*PROBLEM TO SOLVE*
Starting with the line that has "the agave flower" in it, repeat every line through the last one, word for word, and give nothing more.

*DATA FOR PROCESSING*
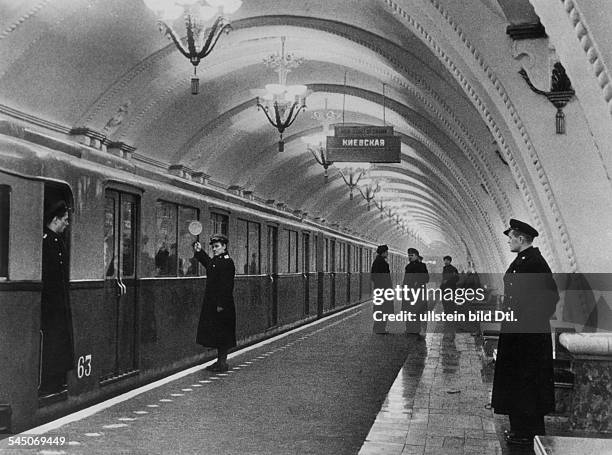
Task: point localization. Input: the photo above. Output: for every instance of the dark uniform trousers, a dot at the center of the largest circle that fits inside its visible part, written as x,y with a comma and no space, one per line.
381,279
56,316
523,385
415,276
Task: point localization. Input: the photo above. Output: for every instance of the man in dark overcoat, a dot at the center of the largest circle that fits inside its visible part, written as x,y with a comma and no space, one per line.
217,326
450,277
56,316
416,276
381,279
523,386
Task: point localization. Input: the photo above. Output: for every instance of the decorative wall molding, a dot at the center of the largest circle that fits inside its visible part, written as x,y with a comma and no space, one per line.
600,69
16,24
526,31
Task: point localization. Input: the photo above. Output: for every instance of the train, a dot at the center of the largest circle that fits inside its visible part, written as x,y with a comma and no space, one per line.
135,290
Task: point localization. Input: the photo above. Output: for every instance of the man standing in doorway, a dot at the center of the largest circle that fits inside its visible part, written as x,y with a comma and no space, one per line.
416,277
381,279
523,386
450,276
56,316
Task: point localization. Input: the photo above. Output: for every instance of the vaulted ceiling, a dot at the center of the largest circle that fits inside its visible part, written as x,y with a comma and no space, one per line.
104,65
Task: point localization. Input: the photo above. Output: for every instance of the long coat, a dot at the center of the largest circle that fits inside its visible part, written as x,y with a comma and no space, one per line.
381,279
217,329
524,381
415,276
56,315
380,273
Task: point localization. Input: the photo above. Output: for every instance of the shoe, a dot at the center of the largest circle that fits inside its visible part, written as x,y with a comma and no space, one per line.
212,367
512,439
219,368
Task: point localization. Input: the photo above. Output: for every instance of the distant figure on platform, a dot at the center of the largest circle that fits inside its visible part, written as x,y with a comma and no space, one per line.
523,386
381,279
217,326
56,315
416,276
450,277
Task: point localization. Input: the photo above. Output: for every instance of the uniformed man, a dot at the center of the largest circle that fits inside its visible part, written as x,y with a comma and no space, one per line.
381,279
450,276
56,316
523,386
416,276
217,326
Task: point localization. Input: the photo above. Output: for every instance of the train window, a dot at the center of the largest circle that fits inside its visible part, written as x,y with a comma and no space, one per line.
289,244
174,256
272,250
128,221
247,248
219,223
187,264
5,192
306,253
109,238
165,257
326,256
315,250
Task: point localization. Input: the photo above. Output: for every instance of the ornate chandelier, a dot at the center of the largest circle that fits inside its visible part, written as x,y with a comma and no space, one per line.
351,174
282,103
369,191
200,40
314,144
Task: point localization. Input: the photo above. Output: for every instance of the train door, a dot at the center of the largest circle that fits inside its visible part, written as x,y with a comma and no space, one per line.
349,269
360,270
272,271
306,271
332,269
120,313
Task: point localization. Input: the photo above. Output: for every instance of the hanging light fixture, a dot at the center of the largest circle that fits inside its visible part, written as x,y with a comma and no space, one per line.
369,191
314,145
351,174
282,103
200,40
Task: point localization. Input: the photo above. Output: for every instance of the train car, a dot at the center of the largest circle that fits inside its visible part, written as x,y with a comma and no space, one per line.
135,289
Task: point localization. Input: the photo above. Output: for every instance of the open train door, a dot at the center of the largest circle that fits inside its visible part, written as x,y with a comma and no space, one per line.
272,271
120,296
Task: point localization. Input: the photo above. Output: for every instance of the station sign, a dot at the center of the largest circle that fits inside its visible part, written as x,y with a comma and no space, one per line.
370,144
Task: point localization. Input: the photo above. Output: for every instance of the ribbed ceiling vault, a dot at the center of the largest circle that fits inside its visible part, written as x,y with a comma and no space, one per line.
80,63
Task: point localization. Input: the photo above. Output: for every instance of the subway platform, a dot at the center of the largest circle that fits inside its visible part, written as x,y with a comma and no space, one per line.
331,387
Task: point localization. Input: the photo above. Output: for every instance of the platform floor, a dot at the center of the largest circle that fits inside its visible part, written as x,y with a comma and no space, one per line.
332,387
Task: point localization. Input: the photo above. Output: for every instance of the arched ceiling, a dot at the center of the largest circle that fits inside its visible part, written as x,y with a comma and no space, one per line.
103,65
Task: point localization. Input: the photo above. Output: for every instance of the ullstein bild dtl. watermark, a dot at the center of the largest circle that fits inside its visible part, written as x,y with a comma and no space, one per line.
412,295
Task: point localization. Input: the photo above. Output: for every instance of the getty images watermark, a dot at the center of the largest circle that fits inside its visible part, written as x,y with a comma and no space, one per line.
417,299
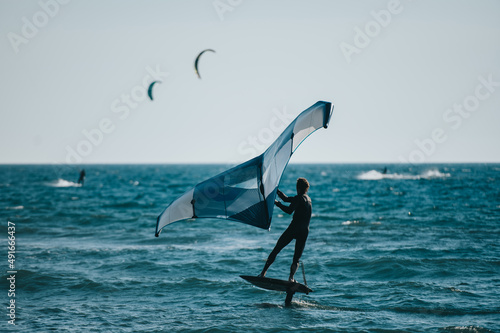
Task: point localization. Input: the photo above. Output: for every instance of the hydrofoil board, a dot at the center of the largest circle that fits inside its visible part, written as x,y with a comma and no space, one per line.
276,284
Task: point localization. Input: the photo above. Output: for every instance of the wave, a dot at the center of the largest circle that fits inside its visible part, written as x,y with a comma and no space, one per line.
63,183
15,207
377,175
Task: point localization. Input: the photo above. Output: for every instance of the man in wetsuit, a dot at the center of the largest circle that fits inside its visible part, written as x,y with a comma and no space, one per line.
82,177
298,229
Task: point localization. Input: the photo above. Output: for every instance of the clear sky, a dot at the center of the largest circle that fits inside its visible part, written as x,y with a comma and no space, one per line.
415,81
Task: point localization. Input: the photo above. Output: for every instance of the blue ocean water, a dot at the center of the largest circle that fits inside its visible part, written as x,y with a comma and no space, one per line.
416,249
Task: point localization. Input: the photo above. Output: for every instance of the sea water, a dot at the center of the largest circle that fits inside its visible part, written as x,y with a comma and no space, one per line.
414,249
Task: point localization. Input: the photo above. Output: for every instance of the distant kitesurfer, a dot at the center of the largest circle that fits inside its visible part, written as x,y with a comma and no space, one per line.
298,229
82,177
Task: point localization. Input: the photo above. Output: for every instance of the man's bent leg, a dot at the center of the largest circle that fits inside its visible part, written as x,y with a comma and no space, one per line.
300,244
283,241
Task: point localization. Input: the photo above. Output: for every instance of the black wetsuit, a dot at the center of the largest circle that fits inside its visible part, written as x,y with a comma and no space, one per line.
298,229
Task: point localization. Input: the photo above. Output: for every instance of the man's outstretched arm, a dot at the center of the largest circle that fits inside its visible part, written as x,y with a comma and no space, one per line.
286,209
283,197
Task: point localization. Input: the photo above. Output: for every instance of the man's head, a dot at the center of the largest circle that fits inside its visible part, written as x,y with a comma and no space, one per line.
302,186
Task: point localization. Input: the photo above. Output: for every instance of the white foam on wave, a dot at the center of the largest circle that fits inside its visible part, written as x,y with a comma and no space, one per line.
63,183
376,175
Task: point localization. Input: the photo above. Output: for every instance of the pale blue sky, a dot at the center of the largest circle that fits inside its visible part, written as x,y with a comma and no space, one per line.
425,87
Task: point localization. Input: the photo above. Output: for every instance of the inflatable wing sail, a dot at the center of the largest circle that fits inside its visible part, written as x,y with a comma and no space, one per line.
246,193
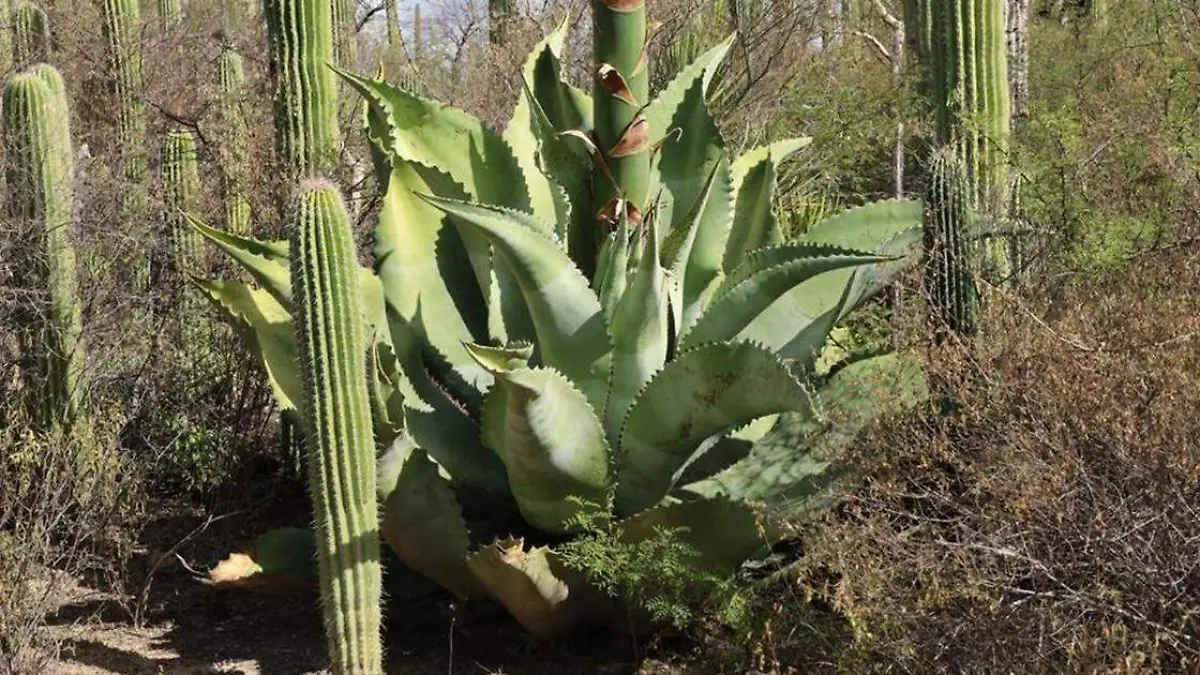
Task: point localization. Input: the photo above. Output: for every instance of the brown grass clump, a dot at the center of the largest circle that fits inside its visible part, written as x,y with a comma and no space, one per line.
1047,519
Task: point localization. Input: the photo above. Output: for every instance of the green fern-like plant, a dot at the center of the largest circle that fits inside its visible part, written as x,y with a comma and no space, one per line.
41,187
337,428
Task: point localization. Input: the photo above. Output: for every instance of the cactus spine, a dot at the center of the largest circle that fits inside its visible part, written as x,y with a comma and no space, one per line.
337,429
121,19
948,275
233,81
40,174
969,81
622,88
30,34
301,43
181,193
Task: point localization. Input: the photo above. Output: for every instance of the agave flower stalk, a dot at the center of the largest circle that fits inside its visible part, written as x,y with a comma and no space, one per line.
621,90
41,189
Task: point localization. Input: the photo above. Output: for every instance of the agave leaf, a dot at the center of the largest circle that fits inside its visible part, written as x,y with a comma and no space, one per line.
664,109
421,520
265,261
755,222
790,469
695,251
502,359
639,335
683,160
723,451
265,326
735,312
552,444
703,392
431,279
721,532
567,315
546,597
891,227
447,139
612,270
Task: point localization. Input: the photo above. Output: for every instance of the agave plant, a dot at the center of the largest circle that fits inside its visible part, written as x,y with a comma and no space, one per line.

*ANSWER FOR THIS EXERCISE*
Task: point localization. Input: the photo above. Output: for every instance of the agave flower stalk, a dot at the center of the largest circle that fits inside its visible part, written as x,y with a comma and no space, one per line.
621,90
41,189
Task: point localization. Input: the photo above. Output: for every instance of the agave leaf, a dot at the center of the largest circle that fits inside its visible part, written as x,y with a comma and no space, one per line.
664,109
421,520
265,261
755,222
790,469
695,251
502,359
639,335
683,160
723,451
265,326
735,312
552,444
703,392
431,279
721,532
567,315
546,597
891,227
447,139
612,270
Task: point localization. Input: the photo above. Output: for every instance of the agave plant, a dot at the center of the largest circle that fits inside its visible part, written as x,y with a comma and no space, one per line.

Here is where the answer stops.